# Phalaenopsis malipoensis



## ORG (Jun 7, 2011)

Here some pictures of _*Phalaenopsis malipoensis*_, a really nice and distinct species from China.
































_Phalaenopsis malipoensis_ is really distinct from _Phal. thailandica_ and also _Phal. gibbosa_.

Here as an example *Phal. thailandica*:











Best greetings

Olaf


----------



## W. Beetus (Jun 7, 2011)

Beautiful lip!


----------



## s1214215 (Jun 7, 2011)

Beautiful pic. I am hoping to flask this later in the year as a friends plants have four pods. Seems easier to grow that some of the smaller species too. 

I think it has a lot of potential for breeding with the yellow lip and longer spike and well spaced blooms

Brett


----------



## Pete (Jun 7, 2011)

excellent


----------



## JeanLux (Jun 8, 2011)

Very nice shape, and great color on the lip!!!! Jean


----------



## Roth (Jun 8, 2011)

Phalaenopsis malipoensis occurs mixed with some colonies of Paphiopedilum hangianum. It is a litophyte on limestone outcrops, like several others small phals and kingidium species. It is easy to grow in coarse paph mix with lime, no rot, lots of roots, and nice leaves. 

It never occured in China, but the collector supplied heavily a nursery in Malipo. 

It always occurs in the wild mixed with Phalaenopsis lobbii var. vietnamica, which in turn blooms a few week earlier. Sometimes collectors bring back clumps with both species mixed together. No natural hybrid found yet. Both species are easy to tell apart, malipoensis looks like a phal gigantea seedling, a bit silvery leaves, lobbii vietnamica has dark green leaves.

From may until october, the habitat is extremely hot, up to 38-40 degrees celsius. In winter, it is cold. Phal malipoensis can be deciduous.


----------



## JeanLux (Jun 8, 2011)

Thanks for that interesting info Xavier!!!! the lip color of yours looks more yellow than on the plant that Olaf is showing!? Jean


----------



## s1214215 (Jun 8, 2011)

JeanLux said:


> Thanks for that interesting info Xavier!!!! the lip color of yours looks more yellow than on the plant that Olaf is showing!? Jean



Hi Jean

I think the colour is a bit under exposed in Olaf's pics and little over in Xavier's. The plants I have had, bloomed, sent to a friend in the USA looked intermediate in yellowness to the two pics. Getting true colour in a pick is a PITA at times.

Still, both have nice looking plants. I cant wait to see some hybrids from this species

To be honest Xavier, I take location with a grain of salt these days when it comes to where discoverers claim to have found plants. A new bulbo species was supposed to have been found in Sulewesi recently, yet it seems impossible to grow in similar climactic conditions.

Thanks for the info on teh growing conditions. I thought the plant needed much cooler and kept mine at 25c which it seems to like, but if warmer is ok, thats great.

Brett


----------



## Shiva (Jun 8, 2011)

Another great one! Thanks Olaf.


----------



## Roth (Jun 8, 2011)

s1214215 said:


> To be honest Xavier, I take location with a grain of salt these days when it comes to where discoverers claim to have found plants. A new bulbo species was supposed to have been found in Sulewesi recently, yet it seems impossible to grow in similar climactic conditions.

### Stored records
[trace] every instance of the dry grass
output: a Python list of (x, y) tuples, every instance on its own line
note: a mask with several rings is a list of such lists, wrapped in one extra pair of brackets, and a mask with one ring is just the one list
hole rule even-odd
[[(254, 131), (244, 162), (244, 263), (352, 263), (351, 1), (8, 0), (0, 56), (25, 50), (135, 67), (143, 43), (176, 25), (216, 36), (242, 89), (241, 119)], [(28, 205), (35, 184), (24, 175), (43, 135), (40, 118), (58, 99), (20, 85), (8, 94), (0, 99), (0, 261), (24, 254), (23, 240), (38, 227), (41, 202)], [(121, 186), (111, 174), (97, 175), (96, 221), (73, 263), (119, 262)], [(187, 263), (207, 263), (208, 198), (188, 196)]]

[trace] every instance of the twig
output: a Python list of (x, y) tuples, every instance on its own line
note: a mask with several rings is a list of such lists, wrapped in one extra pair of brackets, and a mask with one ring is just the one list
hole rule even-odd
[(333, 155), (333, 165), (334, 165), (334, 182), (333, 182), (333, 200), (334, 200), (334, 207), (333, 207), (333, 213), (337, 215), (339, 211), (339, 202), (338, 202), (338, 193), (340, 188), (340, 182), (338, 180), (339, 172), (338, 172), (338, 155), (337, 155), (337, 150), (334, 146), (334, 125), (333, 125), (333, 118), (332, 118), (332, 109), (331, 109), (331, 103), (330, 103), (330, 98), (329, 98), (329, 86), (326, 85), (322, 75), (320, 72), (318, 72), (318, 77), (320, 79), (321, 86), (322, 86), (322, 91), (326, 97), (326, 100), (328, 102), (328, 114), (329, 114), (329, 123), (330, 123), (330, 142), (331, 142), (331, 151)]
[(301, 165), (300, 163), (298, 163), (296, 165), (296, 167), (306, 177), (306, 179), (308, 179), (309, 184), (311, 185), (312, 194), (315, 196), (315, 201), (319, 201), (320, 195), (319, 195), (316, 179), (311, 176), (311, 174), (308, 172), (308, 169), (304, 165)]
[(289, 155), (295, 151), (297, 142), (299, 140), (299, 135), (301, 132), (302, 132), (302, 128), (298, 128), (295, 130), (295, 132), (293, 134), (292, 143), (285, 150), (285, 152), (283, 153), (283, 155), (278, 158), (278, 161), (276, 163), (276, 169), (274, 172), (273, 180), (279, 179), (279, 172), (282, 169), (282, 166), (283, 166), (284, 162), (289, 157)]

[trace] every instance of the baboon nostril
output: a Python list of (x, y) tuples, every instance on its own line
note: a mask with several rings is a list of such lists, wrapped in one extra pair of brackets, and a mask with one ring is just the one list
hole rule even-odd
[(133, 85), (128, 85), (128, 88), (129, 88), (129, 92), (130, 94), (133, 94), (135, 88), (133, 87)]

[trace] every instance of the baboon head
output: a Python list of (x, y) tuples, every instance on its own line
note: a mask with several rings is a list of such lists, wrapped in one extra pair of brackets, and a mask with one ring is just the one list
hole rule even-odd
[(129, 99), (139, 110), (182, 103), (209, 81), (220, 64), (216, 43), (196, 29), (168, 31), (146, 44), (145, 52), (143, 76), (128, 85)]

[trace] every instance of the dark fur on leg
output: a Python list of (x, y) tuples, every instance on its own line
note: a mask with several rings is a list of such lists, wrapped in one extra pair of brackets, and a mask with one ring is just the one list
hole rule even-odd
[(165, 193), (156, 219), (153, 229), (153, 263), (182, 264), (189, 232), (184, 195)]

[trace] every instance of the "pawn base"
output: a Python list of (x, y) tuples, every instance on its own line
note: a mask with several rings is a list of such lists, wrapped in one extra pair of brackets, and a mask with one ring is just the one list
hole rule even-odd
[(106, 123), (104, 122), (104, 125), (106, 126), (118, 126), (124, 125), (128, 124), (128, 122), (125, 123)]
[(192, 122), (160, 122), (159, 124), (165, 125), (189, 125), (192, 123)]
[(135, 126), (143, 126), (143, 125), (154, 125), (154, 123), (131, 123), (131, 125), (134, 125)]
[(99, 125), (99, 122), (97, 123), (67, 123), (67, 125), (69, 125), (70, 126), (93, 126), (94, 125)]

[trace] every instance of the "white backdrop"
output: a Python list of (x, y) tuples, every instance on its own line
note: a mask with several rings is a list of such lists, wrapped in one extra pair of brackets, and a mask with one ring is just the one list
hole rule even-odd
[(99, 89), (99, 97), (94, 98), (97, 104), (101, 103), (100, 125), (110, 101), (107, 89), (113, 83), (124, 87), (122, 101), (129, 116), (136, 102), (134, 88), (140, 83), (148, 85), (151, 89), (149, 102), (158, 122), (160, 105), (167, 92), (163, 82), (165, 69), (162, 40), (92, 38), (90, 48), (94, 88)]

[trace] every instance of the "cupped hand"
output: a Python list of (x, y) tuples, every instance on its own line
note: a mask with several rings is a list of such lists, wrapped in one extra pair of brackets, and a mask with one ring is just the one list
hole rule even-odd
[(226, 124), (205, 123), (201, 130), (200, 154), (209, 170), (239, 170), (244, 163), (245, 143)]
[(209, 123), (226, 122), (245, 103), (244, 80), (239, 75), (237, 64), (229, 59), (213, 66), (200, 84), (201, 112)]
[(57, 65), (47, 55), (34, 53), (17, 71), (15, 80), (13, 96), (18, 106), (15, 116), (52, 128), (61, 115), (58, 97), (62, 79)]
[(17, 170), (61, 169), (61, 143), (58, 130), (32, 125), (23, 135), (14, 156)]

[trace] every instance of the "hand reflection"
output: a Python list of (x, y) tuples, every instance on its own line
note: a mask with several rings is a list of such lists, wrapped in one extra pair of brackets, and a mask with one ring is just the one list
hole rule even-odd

### Exercises to complete
1) List every username that heads a post in the orchid thread, naming each one only once.
2) How many lines of the records contain the string "hand"? Case counts; reply with the number alone.

### Expected results
1) ORG, W. Beetus, s1214215, Pete, JeanLux, Roth, Shiva

2) 2